■ Exercise details ■
Please copy the life story from "It's been a" to "than ourselves! Wow!", swapping "reality" for "destiny".

Part 1: An Introduction to My LifeHi there! I want to tell you my story. I hope it will be an inspiration to you! Or if not, at least a fun read! My life has been an incredible roller coaster ride of highs and lows, ups and downs, good times and bad times and I'm still only 22! But you know what - I'm a survivor! My motto has always been "look hot and stay cool" and don't let the fXXXXXs get you down!
It's been a long battle to be accepted for being different. I just want to be myself and I think that's what we should all have the right to be. I really believe we make our own reality. We can be anything we want to be, if we take control of our lives, leave the past behind us and refuse to be defined by anyone other than ourselves! Wow!
I was born in Mexico, in a small town called Hermosa near the northwest border. When my mum was pregnant with me she knew she was going to have a beautiful daughter. So, you see, it was all meant to be!

■ Available data ■
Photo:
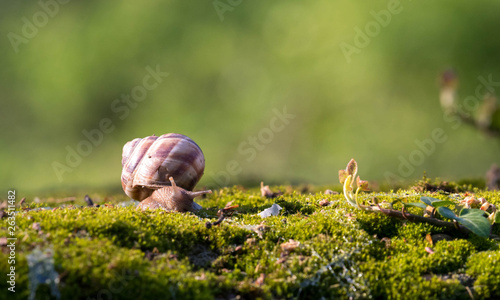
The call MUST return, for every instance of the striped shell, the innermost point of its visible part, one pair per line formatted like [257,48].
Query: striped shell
[149,162]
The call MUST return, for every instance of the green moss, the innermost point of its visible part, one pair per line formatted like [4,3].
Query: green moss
[118,252]
[485,266]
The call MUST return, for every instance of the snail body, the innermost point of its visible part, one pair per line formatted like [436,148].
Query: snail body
[161,171]
[149,162]
[172,198]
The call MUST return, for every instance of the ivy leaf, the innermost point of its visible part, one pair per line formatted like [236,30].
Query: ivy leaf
[473,220]
[446,212]
[436,202]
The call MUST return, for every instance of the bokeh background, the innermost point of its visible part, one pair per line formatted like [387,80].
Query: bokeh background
[230,64]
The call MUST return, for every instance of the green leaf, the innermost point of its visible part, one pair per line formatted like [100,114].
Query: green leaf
[446,212]
[415,204]
[436,202]
[474,220]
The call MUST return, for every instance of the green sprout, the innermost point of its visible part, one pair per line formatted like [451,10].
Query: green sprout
[346,177]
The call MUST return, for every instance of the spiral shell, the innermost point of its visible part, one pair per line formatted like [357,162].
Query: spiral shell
[149,162]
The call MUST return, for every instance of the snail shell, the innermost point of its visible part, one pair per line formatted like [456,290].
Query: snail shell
[148,164]
[172,198]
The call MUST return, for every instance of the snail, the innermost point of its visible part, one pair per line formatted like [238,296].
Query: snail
[162,171]
[172,198]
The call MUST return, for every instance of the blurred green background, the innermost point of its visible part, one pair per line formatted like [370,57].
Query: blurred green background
[230,63]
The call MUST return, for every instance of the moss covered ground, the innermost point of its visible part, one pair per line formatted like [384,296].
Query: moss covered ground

■ Expected answer ■
It's been a long battle to be accepted for being different. I just want to be myself and I think that's what we should all have the right to be. I really believe we make our own destiny. We can be anything we want to be, if we take control of our lives, leave the past behind us and refuse to be defined by anyone other than ourselves! Wow!